Dataset content:
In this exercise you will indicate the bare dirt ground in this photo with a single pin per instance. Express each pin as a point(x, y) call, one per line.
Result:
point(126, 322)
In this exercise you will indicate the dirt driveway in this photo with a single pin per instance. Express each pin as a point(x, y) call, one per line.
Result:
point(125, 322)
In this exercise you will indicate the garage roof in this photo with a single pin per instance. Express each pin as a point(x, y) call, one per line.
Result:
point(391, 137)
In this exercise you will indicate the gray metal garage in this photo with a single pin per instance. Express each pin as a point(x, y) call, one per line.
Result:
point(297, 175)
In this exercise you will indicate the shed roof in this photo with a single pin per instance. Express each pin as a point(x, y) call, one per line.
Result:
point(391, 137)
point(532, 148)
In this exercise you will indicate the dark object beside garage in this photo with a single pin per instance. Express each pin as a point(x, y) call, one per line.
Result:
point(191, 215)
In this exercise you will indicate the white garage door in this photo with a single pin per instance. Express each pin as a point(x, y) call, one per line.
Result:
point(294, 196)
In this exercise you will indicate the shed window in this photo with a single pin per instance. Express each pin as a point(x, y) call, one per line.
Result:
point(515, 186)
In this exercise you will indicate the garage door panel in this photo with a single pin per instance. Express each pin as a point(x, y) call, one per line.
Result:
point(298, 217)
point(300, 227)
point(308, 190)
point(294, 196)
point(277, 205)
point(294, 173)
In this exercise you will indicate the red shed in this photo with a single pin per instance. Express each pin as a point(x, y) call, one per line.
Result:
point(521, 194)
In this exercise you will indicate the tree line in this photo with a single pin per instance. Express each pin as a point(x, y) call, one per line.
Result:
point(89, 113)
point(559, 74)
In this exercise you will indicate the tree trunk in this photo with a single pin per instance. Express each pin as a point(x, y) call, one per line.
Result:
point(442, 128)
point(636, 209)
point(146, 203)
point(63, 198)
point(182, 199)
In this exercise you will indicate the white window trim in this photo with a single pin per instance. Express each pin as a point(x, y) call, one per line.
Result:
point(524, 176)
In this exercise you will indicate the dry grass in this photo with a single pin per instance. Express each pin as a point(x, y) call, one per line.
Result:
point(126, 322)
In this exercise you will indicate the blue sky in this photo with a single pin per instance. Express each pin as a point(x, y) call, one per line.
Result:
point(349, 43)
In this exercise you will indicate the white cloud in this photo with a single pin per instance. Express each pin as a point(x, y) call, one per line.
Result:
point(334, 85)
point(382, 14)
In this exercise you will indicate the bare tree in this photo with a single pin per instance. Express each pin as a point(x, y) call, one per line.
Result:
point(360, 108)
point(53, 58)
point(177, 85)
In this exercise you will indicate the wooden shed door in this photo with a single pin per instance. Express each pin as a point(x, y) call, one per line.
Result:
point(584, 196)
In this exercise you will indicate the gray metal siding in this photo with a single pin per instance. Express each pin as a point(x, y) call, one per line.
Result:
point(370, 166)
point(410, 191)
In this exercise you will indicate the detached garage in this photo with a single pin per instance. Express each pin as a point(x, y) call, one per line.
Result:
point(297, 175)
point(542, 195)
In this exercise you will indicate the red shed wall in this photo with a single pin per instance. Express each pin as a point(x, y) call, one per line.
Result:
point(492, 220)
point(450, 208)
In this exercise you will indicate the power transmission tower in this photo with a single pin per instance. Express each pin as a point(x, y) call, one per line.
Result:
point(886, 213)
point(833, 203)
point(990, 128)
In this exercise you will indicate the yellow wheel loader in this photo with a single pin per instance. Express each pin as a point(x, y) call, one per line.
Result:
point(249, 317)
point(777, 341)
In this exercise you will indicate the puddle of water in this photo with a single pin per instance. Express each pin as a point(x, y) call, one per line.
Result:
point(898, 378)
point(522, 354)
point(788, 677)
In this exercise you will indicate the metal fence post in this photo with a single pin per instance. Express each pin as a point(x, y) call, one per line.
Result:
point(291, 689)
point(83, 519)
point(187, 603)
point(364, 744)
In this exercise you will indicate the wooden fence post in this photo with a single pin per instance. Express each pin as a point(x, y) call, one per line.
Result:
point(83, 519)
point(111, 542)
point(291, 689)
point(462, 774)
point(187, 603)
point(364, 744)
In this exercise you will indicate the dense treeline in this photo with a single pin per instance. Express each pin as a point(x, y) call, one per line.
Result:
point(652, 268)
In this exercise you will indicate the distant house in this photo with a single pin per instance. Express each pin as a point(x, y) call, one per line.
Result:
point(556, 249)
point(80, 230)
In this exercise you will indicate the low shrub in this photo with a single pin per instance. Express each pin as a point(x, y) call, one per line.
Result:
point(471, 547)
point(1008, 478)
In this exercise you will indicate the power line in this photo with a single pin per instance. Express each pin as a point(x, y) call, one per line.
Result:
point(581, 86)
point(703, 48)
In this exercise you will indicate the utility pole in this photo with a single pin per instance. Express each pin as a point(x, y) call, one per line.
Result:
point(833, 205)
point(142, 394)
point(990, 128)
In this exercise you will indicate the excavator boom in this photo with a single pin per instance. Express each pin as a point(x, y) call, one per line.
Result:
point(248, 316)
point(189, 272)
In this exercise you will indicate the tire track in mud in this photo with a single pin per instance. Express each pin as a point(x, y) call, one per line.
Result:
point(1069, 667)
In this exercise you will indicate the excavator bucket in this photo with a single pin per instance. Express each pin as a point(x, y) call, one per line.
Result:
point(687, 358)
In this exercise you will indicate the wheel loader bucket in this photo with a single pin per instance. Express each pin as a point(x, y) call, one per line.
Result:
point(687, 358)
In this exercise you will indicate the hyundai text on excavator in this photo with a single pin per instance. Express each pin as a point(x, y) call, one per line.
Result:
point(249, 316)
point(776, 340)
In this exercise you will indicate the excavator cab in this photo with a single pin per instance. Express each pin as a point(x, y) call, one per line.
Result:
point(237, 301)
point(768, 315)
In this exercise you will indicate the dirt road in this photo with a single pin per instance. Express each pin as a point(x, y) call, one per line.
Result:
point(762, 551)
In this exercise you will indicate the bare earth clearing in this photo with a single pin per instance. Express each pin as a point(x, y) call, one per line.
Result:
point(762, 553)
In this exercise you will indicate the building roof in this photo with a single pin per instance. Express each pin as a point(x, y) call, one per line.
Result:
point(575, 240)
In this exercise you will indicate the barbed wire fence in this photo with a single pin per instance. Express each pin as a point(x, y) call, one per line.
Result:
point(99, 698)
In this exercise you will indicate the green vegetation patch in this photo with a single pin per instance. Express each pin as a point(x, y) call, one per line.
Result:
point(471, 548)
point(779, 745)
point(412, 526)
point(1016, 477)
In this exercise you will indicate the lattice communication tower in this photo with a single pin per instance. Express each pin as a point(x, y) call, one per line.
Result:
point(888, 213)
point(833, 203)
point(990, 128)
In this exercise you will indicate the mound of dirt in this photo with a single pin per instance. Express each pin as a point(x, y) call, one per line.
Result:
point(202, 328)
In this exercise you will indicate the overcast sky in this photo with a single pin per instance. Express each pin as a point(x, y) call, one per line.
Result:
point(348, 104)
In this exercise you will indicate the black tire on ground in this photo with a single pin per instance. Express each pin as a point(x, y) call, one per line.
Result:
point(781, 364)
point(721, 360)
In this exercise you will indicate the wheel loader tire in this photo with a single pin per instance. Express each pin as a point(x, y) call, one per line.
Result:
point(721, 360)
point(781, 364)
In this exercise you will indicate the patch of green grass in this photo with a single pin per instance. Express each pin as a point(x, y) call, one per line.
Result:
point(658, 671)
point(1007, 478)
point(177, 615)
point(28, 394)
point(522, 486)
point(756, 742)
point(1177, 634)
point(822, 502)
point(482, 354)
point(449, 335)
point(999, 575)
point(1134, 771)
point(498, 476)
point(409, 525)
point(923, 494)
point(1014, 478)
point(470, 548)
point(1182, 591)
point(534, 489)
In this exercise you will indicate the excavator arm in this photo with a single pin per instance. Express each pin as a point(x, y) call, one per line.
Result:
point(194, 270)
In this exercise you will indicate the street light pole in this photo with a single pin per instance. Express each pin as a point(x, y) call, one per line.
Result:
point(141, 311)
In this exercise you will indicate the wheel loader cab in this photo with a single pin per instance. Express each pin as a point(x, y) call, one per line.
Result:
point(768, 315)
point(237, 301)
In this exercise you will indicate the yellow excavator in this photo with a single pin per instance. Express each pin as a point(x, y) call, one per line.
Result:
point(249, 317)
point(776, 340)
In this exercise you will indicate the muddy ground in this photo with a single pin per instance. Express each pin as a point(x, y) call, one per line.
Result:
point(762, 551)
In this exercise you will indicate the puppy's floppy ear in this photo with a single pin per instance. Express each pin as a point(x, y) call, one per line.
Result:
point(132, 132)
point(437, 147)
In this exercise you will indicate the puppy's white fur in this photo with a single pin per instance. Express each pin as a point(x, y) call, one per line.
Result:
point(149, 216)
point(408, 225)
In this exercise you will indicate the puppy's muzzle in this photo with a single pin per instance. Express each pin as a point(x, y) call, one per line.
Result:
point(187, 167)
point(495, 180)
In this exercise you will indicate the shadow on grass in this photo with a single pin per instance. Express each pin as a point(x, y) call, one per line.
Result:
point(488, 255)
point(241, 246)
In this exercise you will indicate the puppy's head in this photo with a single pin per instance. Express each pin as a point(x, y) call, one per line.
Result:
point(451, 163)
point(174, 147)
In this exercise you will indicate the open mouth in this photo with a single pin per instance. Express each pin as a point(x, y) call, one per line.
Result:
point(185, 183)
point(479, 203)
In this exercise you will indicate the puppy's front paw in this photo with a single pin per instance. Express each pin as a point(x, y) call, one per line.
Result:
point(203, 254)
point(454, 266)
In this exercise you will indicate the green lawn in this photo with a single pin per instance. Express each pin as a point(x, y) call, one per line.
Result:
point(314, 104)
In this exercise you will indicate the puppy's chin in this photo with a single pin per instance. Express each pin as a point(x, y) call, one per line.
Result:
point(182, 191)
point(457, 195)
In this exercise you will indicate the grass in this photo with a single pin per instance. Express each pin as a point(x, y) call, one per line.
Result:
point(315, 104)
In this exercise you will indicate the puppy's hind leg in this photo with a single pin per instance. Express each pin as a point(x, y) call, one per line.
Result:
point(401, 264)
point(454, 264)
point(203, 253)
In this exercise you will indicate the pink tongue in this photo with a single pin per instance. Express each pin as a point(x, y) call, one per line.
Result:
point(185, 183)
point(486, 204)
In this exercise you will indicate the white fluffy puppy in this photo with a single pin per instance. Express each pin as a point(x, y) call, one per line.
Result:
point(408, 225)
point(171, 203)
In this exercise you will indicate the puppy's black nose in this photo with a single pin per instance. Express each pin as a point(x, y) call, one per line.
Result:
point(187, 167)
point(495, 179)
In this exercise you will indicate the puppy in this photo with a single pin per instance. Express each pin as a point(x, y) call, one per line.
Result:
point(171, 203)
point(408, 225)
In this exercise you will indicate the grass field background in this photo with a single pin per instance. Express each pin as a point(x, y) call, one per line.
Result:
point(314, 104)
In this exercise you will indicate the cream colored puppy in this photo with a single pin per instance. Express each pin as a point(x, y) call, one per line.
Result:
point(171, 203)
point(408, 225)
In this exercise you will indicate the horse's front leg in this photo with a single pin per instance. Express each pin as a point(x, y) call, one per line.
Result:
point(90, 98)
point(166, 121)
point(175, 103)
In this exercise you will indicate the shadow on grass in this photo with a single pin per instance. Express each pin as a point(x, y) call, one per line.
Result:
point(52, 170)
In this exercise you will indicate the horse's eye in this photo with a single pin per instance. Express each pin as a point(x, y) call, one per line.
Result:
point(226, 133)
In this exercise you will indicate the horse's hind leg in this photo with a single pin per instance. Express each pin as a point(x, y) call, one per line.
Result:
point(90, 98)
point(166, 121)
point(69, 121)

Exercise requirements: Recast the part of the records that opens with the line containing "In this exercise you will indicate the excavator cab" and closes with the line containing "point(762, 553)" as a Markdown table with two columns, Row and Line. Give each line its own numbered row and leave out blank lines.

The response:
| Row | Line |
|---|---|
| 1 | In this exercise you will indicate the excavator cab in this photo with a single pin per instance. Express each pin as a point(x, y) call, one per line. |
| 2 | Result: |
| 3 | point(237, 301) |
| 4 | point(768, 315) |
| 5 | In this exercise you will indicate the dirt road in this photo with a single pin per instance. Express each pin as a point(x, y) call, one per line. |
| 6 | Result: |
| 7 | point(762, 551) |
| 8 | In this exercise you will indicate the bare earth clearing in this photo with a single pin per instance. Express each pin as a point(x, y) call, one per line. |
| 9 | Result: |
| 10 | point(762, 553) |